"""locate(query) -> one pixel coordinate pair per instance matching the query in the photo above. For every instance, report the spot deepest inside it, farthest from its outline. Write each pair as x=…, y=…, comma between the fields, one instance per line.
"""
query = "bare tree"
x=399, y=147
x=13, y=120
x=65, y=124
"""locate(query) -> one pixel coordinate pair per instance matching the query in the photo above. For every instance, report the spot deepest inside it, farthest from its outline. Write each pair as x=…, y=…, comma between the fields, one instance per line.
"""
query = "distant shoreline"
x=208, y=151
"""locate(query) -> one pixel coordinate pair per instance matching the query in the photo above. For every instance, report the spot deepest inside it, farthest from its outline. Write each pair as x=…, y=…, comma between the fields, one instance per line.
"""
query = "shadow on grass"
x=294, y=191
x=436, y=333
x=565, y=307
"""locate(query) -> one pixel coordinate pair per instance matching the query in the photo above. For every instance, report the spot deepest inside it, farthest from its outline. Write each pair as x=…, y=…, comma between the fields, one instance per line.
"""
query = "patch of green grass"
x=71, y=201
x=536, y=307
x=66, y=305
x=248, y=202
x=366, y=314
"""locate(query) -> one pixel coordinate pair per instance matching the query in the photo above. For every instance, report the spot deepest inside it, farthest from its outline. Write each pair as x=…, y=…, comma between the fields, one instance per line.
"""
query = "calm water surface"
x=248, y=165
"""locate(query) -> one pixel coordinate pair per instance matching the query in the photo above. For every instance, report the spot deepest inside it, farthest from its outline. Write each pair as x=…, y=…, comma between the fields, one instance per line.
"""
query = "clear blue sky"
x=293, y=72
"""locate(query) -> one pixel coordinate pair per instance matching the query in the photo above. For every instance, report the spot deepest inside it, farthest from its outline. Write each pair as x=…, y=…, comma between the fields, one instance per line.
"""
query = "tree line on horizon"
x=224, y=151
########################################
## EXERCISE REQUIREMENTS
Write out the listing again. Keep every character the same.

## RESPONSE TO THIS EXERCISE
"""locate(query) -> one pixel coordinate pair per instance matching the query in the photo above. For every instance, report the spot deepest inside it, farthest from its outline. Write each pair as x=…, y=…, comma between the fields, one instance per line.
"""
query = "bare tree"
x=399, y=147
x=13, y=120
x=65, y=124
"""locate(query) -> one pixel coordinate pair per instance matching the query in the photo above. For every instance, report the spot deepest inside it, farthest from its outline. Write each pair as x=…, y=…, comma between the fields, one instance per line.
"""
query = "distant shoreline"
x=208, y=151
"""locate(query) -> one pixel coordinate pair per instance matching the query in the photo above. For every instance, report the spot deepest inside it, farthest from its outline. Write each pair as x=…, y=…, comma between the fields, one instance per line.
"""
query = "shadow on grass"
x=294, y=191
x=436, y=333
x=565, y=307
"""locate(query) -> one pixel coordinate pair per instance matching the query in the photo above. For every instance, report the spot deepest inside it, farthest from its outline. Write each pair as x=…, y=…, comma between the fields, one instance per line.
"""
query = "patch of green grass"
x=71, y=201
x=536, y=307
x=66, y=305
x=248, y=202
x=366, y=314
"""locate(query) -> one pixel coordinate pair per instance matching the query in the photo above. For every instance, report the spot deepest inside it, farthest from its outline. Write each pair as x=…, y=…, comma between the fields, one instance per line.
"""
query = "calm water surface"
x=248, y=165
"""locate(query) -> one pixel coordinate pair per instance matching the query in the photo above. For every instance, report the spot deepest inside it, farthest from its outline. Write each pair as x=…, y=…, comma between the fields, one instance per line.
"""
query = "clear blue sky"
x=293, y=72
"""locate(query) -> one pixel coordinate pair per instance matching the query in the photo above. For every instance, report the spot deepest inside it, farthest from its outline. Write each pair as x=…, y=…, comma between the fields, one instance per line.
"""
query = "tree line on horizon"
x=224, y=151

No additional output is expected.